### Stated goal A
Quote in full the passage below on order backlog, raw materials, and competition, reproducing every word.

### Page excerpt

- - - -

Order backlog is adjusted quarterly to reflect project cancellations, deferrals, revised project scope and cost. We expect to fill our entire 2018 order backlog in 2019, but cannot provide assurances as to what portion of the order backlog will be fulfilled in a given year.

Raw Materials

Most raw materials used in the production of our products are available in adequate supply from a number of sources and the prices of these raw materials are relatively stable. However, some raw materials, including printed circuit boards, quartz and certain metals including steel, aluminum, silver, gold, tantalum and palladium, are subject to greater supply fluctuations and price volatility, as experienced in recent years. In general, we have been able to include some cost increases in our pricing, but in some cases our margins were adversely impacted.

Competition

We design, manufacture and market products for the generation, synchronization and control of time and frequency as well as spectrum control products. There are numerous domestic and international manufacturers who are capable of providing custom-designed products comparable in quality and performance to our products. Our competitive strategy begins with our focus on niche markets where precise specification and reliability are the major requirements. Competitors in our electronic components segment include, but are not limited to, Vectron International (a division of Knowles Corporation), K&L Microwave (a division of Dover Corporation), Symmetricom (a division of Microsemi Corporation), and Rakon Limited. Competitors in our electronic instruments segment include, but are not limited to, Symmetricom, Spectracom Corporation and Brandywine Communications.

- - - -

Segmentation dataset excerpts:
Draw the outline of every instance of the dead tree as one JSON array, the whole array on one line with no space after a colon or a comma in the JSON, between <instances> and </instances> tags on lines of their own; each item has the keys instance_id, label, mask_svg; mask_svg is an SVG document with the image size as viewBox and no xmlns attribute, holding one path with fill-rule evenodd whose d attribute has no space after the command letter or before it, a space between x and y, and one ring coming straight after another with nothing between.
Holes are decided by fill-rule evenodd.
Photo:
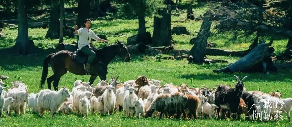
<instances>
[{"instance_id":1,"label":"dead tree","mask_svg":"<svg viewBox=\"0 0 292 127\"><path fill-rule=\"evenodd\" d=\"M266 72L276 71L270 56L274 51L273 48L269 48L270 43L264 41L258 45L249 53L238 61L225 68L213 71L215 73Z\"/></svg>"},{"instance_id":2,"label":"dead tree","mask_svg":"<svg viewBox=\"0 0 292 127\"><path fill-rule=\"evenodd\" d=\"M192 57L192 59L189 59L190 62L200 64L205 61L204 57L206 55L206 45L214 18L214 16L210 14L209 11L205 14L198 36L195 39L192 40L195 41L190 52L190 56Z\"/></svg>"},{"instance_id":3,"label":"dead tree","mask_svg":"<svg viewBox=\"0 0 292 127\"><path fill-rule=\"evenodd\" d=\"M170 46L174 41L171 36L170 6L159 11L159 18L154 16L152 44L156 46Z\"/></svg>"},{"instance_id":4,"label":"dead tree","mask_svg":"<svg viewBox=\"0 0 292 127\"><path fill-rule=\"evenodd\" d=\"M193 13L192 6L190 4L187 5L187 19L195 20L195 16Z\"/></svg>"}]
</instances>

- - - -

### Stated goal B
Filter the listing above, copying out each line that contains the string "fill". The match is case-sensitive.

### Written response A
Order backlog is adjusted quarterly to reflect project cancellations, deferrals, revised project scope and cost. We expect to fill our entire 2018 order backlog in 2019, but cannot provide assurances as to what portion of the order backlog will be fulfilled in a given year.

Raw Materials

Most raw materials used in the production of our products are available in adequate supply from a number of sources and the prices of these raw materials are relatively stable. However, some raw materials, including printed circuit boards, quartz and certain metals including steel, aluminum, silver, gold, tantalum and palladium, are subject to greater supply fluctuations and price volatility, as experienced in recent years. In general, we have been able to include some cost increases in our pricing, but in some cases our margins were adversely impacted.

Competition

We design, manufacture and market products for the generation, synchronization and control of time and frequency as well as spectrum control products. There are numerous domestic and international manufacturers who are capable of providing custom-designed products comparable in quality and performance to our products. Our competitive strategy begins with our focus on niche markets where precise specification and reliability are the major requirements. Competitors in our electronic components segment include, but are not limited to, Vectron International (a division of Knowles Corporation), K&L Microwave (a division of Dover Corporation), Symmetricom (a division of Microsemi Corporation), and Rakon Limited. Competitors in our electronic instruments segment include, but are not limited to, Symmetricom, Spectracom Corporation and Brandywine Communications.

### Written response B
Draw the outline of every instance of the dead tree as one JSON array, the whole array on one line with no space after a colon or a comma in the JSON, between <instances> and </instances> tags on lines of their own; each item has the keys instance_id, label, mask_svg; mask_svg is an SVG document with the image size as viewBox and no xmlns attribute, holding one path with fill-rule evenodd whose d attribute has no space after the command letter or before it, a space between x and y, and one ring coming straight after another with nothing between.
Holes are decided by fill-rule evenodd.
[{"instance_id":1,"label":"dead tree","mask_svg":"<svg viewBox=\"0 0 292 127\"><path fill-rule=\"evenodd\" d=\"M266 72L276 71L270 56L274 51L273 48L269 48L270 43L264 41L258 45L249 53L238 61L225 68L213 71L215 73Z\"/></svg>"},{"instance_id":2,"label":"dead tree","mask_svg":"<svg viewBox=\"0 0 292 127\"><path fill-rule=\"evenodd\" d=\"M192 57L192 59L189 59L190 62L200 64L205 61L204 57L206 55L206 45L214 18L214 16L210 14L209 11L205 14L198 36L195 39L192 40L195 41L190 52L190 56Z\"/></svg>"},{"instance_id":3,"label":"dead tree","mask_svg":"<svg viewBox=\"0 0 292 127\"><path fill-rule=\"evenodd\" d=\"M170 46L174 41L171 36L170 6L159 11L159 18L154 16L152 44L156 46Z\"/></svg>"},{"instance_id":4,"label":"dead tree","mask_svg":"<svg viewBox=\"0 0 292 127\"><path fill-rule=\"evenodd\" d=\"M193 13L192 6L190 4L187 5L187 19L195 20L195 16Z\"/></svg>"}]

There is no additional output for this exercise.